* BEGIN Selected excerpt *

# Reinstalling Remote Desktop on XP Pro



## ashby_78 (Aug 17, 2009)

Hi all

There was a power failure at work over the weekend which forcefully turned off my PC and seems to have caused a problem.

Suddenly my Remote Desktop, which was working as normal on Friday, has stopped working. When I run it (either Start->Run->mstsc.exe or via Start menu) and then specify a server on the network and press Connect, I get the "Remote Desktop Connection has encountered a problem and needs to close" window. The Error Report it created is attached to this post, along with a couple of screenshots from the Error Report.

I've tried reinstalling RDC by dl'ing it from Microsoft (link in this post: http://forums.techguy.org/all-other-software/765657-reinstalling-remote-desktop-xp-professional.html), but I get the following error:Remote Desktop Connection cannot be installed because your operating system already has a built-in version.​I've tried to locate the RDC application in Add/Remove Programs (including in Add/Remove Windows Components) but can't find it. I also tried renaming mstsc.exe then running the installer again, but same result.

* END Selected excerpt *
* BEGIN Given data *

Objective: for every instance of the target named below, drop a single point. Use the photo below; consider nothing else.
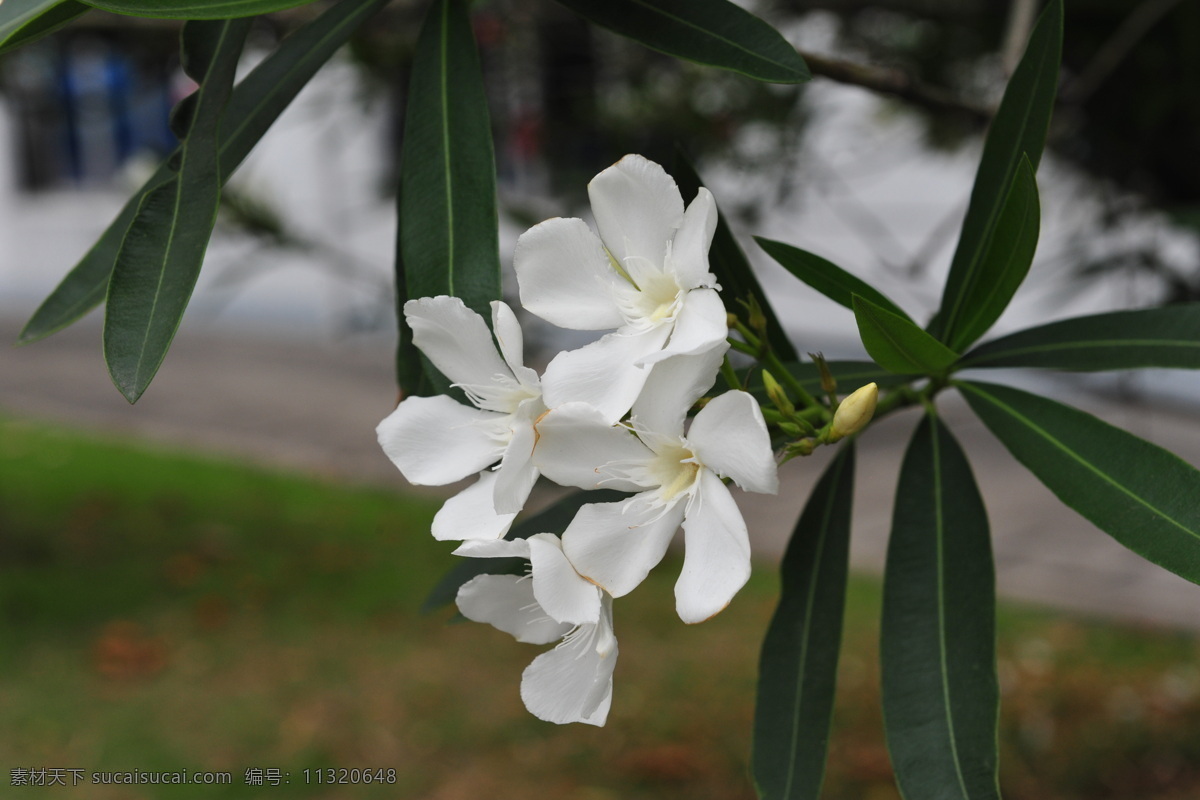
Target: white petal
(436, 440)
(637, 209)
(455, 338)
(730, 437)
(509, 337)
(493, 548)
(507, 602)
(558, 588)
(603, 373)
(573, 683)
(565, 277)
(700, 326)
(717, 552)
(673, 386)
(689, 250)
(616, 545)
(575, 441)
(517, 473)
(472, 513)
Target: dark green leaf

* END Given data *

§ **Written tasks**
• 1. Reproduce verbatim the portion of the Remote Desktop thread that opens with the words containing "## ashby_78 (Aug" and closes with "caused a problem.".
• 2. For each statement below, say whether it agrees with the Remote Desktop thread, answering yes or no and quoting the words of the thread that decide it: (a) the power failure happened over the weekend; (b) the poster located the RDC application in Add/Remove Windows Components; (c) renaming mstsc.exe and running the installer again gave a different result.

§ **Solutions**
• 1.
## ashby_78 (Aug 17, 2009)

Hi all

There was a power failure at work over the weekend which forcefully turned off my PC and seems to have caused a problem.

• 2.
(a) Yes: "There was a power failure at work over the weekend"
(b) No: "can't find it"
(c) No: "but same result"